What you will do: Reproduce every line in the stretch from the start of the items through the line containing "608, 286, 670, 332", leaving out the pictures. Offset each bounding-box coordinate in the answers by -55.

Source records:
--- start ---
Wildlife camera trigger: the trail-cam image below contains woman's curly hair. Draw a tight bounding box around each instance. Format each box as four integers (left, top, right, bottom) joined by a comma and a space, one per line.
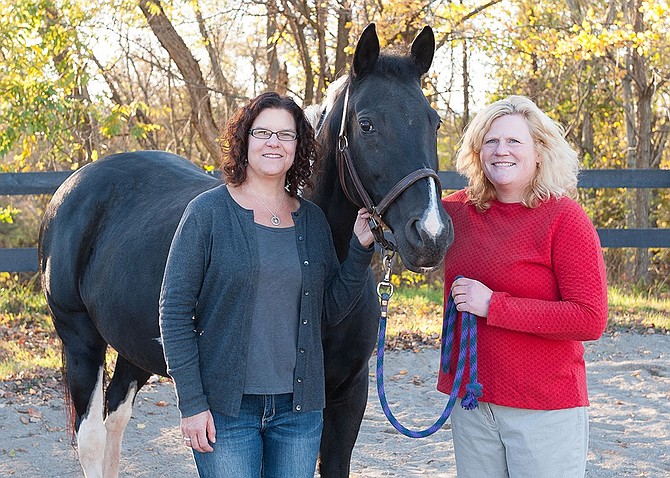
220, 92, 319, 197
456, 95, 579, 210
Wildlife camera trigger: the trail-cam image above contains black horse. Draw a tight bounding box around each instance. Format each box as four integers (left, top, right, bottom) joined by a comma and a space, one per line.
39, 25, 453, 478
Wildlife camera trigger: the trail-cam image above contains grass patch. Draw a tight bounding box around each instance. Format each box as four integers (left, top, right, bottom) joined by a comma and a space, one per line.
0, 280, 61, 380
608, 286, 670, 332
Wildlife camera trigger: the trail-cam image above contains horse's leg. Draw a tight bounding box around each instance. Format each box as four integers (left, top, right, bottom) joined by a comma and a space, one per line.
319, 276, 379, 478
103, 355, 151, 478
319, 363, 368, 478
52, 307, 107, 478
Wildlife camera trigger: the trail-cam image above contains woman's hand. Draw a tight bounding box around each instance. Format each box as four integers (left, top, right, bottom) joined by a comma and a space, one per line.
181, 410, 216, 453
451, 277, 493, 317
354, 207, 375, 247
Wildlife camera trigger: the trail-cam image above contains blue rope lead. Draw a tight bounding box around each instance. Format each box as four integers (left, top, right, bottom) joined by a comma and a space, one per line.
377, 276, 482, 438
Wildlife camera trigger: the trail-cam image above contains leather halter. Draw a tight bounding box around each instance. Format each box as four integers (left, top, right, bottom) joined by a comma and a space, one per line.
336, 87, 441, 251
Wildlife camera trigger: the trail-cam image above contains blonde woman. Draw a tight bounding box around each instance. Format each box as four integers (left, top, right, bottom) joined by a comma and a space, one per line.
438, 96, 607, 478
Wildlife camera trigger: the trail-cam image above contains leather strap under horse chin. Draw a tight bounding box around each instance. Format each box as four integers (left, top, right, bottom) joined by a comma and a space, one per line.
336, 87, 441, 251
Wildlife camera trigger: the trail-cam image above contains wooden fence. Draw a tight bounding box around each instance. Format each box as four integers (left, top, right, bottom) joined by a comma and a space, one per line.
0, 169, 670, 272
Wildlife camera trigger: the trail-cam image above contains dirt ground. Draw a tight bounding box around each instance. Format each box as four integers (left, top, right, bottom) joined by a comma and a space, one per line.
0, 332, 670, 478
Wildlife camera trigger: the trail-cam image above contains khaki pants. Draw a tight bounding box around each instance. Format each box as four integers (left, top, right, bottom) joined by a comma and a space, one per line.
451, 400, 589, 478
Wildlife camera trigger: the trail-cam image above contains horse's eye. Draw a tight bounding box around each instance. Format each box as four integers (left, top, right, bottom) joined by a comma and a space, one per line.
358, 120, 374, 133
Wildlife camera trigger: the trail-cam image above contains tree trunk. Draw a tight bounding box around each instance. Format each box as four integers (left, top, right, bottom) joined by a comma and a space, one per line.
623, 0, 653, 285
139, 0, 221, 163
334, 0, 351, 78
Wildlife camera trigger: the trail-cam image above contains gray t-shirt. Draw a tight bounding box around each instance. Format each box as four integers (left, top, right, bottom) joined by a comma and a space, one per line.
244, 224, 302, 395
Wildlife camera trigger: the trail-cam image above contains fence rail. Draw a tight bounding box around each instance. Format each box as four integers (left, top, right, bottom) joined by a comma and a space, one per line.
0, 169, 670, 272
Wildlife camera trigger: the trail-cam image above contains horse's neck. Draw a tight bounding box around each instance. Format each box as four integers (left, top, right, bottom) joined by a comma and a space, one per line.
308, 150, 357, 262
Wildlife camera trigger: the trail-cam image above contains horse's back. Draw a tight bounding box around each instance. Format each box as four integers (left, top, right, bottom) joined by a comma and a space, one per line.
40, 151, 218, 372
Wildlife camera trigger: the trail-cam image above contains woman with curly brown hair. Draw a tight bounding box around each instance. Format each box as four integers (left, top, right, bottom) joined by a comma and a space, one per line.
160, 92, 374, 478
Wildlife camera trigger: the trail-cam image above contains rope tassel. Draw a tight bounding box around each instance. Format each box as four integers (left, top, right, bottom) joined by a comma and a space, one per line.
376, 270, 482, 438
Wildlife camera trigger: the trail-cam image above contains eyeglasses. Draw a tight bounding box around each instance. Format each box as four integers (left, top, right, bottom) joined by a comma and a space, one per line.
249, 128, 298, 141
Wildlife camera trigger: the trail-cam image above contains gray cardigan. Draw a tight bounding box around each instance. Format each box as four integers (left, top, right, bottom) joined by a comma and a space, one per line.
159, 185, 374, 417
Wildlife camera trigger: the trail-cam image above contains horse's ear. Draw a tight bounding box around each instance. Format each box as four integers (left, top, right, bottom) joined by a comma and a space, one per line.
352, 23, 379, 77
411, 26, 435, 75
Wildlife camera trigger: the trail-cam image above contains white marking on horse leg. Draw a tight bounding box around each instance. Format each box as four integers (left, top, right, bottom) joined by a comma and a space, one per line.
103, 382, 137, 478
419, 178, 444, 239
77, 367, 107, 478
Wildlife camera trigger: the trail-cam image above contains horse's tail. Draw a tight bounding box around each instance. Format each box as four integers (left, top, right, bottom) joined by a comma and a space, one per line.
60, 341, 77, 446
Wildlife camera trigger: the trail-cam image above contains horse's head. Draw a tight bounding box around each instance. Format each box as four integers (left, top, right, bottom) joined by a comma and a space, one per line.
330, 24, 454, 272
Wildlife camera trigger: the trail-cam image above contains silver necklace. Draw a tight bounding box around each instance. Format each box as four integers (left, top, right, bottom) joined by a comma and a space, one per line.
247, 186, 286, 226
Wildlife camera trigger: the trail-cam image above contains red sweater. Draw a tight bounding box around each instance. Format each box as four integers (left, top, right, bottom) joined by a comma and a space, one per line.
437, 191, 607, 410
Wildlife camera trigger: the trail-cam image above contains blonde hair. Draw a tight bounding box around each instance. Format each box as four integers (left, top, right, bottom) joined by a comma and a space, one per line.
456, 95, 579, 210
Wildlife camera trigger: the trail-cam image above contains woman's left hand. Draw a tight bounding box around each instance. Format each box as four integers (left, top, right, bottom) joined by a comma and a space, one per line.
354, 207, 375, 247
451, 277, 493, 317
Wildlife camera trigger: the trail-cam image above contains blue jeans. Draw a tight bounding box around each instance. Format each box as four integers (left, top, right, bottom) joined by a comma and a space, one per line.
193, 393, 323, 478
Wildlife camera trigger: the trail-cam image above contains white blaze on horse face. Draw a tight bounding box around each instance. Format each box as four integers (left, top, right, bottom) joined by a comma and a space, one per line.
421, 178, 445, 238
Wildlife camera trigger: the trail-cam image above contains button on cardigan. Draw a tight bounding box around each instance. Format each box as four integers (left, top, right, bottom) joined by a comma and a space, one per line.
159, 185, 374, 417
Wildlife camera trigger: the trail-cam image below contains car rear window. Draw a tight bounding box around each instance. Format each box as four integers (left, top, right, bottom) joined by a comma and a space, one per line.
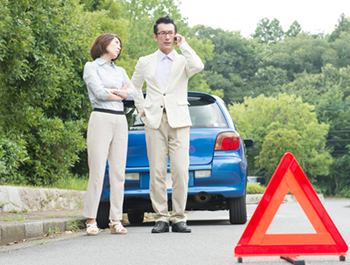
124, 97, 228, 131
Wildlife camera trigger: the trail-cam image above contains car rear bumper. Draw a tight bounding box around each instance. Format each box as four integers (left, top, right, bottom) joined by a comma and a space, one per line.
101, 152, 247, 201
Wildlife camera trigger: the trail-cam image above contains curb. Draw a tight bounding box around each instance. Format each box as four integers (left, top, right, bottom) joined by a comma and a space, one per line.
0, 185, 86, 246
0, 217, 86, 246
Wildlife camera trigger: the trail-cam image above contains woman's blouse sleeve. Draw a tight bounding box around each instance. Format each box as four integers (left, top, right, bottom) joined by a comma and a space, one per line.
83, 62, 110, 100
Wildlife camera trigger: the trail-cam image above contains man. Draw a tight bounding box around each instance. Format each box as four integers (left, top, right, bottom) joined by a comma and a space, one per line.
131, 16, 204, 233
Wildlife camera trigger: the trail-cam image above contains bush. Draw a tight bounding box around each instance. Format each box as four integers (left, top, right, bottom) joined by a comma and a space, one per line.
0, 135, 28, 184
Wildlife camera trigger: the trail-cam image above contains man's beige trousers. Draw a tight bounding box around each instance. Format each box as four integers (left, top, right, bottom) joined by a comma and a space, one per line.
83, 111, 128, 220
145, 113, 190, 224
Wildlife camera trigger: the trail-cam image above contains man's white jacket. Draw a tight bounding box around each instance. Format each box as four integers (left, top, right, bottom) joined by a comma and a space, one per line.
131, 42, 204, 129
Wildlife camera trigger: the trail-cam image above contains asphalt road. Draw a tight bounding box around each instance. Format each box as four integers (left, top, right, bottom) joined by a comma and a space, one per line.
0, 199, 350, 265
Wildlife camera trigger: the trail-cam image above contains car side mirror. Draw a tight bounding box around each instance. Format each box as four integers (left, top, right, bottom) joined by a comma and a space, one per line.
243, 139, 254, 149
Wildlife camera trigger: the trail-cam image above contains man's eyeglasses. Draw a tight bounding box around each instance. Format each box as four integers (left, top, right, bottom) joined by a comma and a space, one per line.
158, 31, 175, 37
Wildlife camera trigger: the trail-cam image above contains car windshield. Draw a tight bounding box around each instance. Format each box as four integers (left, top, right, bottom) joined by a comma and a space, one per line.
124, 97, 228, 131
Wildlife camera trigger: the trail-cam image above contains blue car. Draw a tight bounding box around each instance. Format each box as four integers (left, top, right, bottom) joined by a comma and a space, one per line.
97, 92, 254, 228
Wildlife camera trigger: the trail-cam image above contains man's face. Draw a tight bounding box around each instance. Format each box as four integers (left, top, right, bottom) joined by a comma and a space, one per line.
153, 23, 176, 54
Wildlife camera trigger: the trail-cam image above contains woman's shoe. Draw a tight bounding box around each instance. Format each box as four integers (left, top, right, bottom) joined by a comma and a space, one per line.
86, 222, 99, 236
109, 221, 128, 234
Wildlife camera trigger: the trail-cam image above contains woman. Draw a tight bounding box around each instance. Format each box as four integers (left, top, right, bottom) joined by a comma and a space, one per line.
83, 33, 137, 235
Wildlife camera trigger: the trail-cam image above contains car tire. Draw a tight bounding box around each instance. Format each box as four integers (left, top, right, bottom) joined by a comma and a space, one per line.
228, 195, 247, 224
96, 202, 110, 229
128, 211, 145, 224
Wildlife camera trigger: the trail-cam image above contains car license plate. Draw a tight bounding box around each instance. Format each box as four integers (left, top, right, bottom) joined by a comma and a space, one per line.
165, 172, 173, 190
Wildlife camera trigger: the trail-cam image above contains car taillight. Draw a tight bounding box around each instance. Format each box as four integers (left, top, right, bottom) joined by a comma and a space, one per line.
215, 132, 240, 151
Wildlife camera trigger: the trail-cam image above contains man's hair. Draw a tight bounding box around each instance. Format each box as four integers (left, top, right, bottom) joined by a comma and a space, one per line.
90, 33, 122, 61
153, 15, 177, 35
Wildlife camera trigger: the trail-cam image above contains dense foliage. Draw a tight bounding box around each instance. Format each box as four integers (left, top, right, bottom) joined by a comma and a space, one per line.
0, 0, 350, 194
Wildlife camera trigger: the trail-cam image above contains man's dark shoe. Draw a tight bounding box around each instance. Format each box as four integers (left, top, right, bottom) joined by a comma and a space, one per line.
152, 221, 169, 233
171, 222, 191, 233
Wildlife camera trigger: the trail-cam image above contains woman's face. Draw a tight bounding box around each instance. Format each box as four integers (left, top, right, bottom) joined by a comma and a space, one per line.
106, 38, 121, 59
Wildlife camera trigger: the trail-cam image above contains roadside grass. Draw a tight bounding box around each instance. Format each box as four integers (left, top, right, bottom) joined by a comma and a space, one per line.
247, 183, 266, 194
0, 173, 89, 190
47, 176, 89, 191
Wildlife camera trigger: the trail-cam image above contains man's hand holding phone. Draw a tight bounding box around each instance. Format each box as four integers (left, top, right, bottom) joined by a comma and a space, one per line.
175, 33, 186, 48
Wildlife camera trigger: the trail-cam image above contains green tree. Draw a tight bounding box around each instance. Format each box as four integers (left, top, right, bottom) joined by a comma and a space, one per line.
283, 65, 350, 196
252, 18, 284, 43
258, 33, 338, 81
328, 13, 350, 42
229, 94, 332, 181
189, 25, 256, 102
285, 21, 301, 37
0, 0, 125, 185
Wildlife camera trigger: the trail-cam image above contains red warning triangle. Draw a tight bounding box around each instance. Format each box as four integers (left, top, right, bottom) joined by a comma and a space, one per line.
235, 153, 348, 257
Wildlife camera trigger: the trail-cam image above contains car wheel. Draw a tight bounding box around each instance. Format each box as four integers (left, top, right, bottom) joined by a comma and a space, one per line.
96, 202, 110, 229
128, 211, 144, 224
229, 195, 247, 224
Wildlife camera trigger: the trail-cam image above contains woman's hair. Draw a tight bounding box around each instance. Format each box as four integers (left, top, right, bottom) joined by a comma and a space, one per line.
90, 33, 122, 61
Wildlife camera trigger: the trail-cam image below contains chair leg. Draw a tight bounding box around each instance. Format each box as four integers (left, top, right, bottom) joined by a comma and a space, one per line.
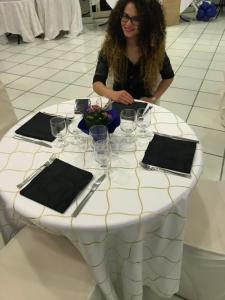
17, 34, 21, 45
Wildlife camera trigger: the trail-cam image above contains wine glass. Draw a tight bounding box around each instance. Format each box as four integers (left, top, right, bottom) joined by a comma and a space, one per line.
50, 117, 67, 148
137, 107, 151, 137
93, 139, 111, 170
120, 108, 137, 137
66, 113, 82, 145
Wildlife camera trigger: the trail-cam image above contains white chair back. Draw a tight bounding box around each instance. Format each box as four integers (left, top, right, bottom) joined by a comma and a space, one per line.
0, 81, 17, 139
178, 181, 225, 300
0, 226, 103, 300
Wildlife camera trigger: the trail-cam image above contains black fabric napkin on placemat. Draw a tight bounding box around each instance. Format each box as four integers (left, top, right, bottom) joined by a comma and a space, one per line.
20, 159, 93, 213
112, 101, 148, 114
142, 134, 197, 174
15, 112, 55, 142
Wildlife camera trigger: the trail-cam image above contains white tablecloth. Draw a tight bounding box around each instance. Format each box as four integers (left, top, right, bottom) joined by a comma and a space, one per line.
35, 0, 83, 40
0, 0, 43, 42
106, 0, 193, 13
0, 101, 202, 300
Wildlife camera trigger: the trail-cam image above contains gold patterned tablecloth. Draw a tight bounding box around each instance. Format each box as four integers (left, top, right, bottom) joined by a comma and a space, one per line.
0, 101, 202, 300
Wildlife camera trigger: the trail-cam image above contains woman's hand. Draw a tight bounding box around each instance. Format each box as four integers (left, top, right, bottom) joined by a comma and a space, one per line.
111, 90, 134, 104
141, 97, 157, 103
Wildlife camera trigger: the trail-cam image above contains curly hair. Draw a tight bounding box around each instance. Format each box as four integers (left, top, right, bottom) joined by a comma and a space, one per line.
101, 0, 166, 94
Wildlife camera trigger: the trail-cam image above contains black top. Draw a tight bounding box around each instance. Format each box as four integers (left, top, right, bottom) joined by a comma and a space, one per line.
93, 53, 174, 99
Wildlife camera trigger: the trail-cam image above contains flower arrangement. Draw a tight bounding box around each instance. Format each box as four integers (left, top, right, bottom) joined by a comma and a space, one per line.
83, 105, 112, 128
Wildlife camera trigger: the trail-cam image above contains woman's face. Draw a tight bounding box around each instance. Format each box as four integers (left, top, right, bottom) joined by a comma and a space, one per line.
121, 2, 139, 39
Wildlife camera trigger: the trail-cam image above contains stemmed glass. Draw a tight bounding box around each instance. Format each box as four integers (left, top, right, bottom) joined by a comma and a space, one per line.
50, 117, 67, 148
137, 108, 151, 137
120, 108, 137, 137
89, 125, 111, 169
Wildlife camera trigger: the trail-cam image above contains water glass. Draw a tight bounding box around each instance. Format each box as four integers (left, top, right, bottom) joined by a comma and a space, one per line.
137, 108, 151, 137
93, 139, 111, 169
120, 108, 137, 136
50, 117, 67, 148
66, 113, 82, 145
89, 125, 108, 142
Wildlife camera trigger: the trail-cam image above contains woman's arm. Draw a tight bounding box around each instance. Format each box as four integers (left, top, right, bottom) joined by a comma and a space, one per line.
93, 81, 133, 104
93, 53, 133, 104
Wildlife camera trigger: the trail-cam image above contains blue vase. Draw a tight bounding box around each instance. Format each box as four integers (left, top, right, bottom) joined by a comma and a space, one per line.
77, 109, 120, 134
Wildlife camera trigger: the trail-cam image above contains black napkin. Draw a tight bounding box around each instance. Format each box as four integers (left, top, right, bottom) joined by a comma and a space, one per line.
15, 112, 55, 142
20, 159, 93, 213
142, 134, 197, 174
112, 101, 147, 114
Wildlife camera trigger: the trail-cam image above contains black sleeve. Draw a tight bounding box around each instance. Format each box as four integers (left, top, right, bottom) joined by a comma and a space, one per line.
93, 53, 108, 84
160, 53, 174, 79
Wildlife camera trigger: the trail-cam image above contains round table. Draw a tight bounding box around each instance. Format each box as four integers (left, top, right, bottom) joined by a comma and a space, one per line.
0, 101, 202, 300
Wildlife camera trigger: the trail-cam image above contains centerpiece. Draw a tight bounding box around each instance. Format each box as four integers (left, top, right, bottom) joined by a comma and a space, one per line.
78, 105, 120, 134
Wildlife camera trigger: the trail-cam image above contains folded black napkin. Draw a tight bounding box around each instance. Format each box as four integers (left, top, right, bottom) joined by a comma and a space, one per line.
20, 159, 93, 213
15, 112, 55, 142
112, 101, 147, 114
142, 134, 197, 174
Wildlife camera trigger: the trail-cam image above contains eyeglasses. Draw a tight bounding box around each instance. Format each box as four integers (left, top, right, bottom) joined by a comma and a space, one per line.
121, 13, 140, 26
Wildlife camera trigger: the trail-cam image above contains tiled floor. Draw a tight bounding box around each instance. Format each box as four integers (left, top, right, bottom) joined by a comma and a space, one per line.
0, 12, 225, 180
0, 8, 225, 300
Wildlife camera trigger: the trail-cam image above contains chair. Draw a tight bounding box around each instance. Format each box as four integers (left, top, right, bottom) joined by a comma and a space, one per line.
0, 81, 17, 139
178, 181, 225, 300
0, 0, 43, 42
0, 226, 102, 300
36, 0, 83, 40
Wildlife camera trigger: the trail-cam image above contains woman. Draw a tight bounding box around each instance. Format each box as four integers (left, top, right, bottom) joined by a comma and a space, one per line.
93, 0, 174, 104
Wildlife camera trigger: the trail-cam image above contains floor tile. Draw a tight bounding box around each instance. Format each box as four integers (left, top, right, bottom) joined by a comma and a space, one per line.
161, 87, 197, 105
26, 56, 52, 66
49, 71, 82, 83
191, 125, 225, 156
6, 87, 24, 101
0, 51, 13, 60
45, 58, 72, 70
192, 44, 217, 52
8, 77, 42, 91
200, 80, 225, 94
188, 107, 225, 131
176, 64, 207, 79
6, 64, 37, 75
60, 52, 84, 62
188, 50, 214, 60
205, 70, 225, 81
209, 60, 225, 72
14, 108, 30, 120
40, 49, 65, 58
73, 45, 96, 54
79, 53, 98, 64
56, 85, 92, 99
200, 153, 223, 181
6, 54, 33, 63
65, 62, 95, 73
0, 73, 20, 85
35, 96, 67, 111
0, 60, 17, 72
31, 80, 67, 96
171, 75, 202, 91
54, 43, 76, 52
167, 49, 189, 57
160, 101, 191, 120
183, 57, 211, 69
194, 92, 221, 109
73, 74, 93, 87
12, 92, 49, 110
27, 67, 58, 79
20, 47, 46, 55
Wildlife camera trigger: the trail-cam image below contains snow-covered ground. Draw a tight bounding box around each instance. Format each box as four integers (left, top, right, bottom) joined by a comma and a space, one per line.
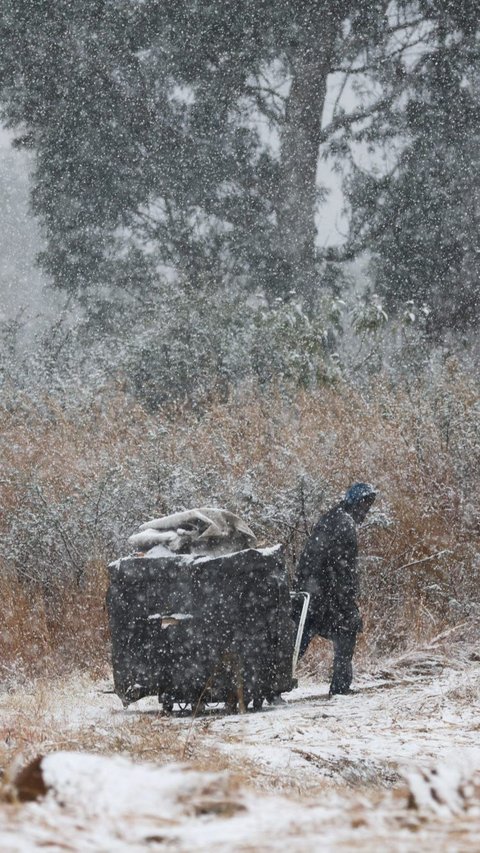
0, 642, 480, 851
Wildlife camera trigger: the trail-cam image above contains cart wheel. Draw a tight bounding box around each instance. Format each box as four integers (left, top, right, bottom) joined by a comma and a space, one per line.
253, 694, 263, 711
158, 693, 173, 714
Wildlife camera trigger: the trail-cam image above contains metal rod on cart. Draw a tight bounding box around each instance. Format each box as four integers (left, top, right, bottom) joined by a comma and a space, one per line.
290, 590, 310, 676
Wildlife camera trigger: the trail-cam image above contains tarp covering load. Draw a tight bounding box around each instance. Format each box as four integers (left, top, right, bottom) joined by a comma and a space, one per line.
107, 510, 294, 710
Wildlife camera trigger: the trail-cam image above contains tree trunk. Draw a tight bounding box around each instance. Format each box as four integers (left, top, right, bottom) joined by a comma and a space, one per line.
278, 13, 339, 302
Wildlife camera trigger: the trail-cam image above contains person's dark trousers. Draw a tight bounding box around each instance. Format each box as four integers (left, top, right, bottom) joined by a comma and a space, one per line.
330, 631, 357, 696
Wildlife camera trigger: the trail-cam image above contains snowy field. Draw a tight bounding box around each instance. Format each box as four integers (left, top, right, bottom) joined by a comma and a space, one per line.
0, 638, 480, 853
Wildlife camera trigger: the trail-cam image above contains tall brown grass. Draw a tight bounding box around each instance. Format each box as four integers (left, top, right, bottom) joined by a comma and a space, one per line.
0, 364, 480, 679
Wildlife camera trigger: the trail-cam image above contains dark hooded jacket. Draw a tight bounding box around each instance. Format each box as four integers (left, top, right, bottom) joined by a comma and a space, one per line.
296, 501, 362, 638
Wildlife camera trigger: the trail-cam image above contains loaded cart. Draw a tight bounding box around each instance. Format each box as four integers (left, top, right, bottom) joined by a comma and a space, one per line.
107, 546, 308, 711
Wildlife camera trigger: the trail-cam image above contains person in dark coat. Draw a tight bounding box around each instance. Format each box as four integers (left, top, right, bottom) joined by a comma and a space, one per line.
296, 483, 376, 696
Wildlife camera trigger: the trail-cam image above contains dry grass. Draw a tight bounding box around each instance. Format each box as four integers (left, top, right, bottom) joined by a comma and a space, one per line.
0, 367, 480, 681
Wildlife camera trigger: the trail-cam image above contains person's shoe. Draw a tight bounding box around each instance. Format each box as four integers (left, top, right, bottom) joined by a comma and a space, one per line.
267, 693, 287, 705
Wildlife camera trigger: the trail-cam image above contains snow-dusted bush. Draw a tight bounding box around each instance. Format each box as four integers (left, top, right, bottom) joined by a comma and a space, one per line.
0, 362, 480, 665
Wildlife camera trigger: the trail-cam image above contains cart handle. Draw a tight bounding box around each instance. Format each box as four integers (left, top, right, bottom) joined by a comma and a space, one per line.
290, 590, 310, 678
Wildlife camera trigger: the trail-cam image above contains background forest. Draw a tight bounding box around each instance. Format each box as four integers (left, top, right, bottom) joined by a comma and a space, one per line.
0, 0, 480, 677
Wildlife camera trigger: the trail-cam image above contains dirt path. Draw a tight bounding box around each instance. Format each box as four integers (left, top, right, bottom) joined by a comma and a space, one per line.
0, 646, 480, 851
--- end ---
Final answer:
Wildlife camera trigger: the trail-cam image below contains woman's curly hair. Draw a tight bounding box around each instance. Format each box as four integers (left, top, right, bottom) joined by a comma and a space, one per line.
165, 37, 264, 142
401, 40, 524, 155
Wildlife camera trigger: the trail-cam image above contains black horse. Draw a tight bounding box around each instance. Format each box as four integers (left, top, right, bottom) joined by a comma and a space, one per line.
-16, -30, 398, 423
Wildlife camera trigger: the trail-cam image above contains grass patch. Draw a tight bounding box around each instance. Format each box as four integers (left, top, right, bottom) joined by a comma and a space, one per line.
-55, 225, 6, 325
553, 231, 615, 277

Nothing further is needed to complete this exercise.